### WORK ITEM
The answer must be a single number: how many lines of the records below hold the word "white".

═══ RECORDS FOR THIS EXERCISE

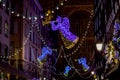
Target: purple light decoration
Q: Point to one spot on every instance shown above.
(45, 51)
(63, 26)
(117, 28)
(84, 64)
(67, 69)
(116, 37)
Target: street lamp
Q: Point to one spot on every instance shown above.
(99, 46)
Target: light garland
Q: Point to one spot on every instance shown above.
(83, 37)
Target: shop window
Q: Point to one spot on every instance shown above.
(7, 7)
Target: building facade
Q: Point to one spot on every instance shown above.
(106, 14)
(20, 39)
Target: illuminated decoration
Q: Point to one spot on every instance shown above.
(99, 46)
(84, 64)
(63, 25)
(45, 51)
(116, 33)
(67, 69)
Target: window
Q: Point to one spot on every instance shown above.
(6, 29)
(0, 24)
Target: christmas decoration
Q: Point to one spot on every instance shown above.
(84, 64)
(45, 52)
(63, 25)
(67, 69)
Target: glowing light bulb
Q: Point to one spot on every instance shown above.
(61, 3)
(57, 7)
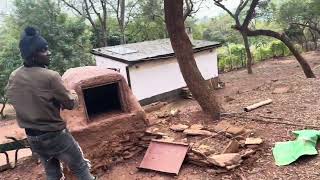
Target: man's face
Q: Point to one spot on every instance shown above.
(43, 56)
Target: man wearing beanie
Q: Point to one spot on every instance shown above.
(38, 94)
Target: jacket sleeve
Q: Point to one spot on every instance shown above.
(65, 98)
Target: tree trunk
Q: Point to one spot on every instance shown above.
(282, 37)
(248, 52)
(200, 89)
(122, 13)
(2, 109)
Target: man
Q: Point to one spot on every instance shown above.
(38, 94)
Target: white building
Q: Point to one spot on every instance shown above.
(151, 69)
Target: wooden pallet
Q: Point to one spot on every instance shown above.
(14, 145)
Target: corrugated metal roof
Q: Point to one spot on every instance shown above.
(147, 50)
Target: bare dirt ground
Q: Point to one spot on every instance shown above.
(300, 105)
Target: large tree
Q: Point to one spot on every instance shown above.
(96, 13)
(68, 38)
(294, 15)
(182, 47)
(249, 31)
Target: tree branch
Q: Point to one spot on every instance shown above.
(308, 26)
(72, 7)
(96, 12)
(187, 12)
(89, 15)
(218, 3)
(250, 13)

══════
═══ RECORDS FOR THIS EXERCISE

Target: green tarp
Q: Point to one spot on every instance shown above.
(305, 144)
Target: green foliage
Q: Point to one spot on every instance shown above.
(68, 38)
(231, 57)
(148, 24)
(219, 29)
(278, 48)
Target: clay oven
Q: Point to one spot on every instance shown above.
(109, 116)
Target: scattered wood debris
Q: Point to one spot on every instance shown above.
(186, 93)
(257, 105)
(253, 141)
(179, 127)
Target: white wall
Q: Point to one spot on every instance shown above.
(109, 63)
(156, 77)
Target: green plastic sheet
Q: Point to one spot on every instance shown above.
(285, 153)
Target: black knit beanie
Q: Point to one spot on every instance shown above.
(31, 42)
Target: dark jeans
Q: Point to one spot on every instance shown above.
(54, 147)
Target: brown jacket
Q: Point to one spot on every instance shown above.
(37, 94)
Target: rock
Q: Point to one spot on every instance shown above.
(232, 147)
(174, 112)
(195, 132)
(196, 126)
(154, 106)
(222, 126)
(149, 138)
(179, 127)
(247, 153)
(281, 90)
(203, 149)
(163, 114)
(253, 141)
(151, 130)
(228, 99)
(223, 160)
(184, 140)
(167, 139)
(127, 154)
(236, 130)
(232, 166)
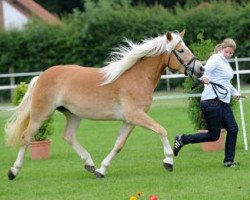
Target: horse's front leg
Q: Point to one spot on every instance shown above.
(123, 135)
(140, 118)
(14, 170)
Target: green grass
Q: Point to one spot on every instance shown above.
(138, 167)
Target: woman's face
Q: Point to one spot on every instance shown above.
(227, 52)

══════

### ANSWER BOX
2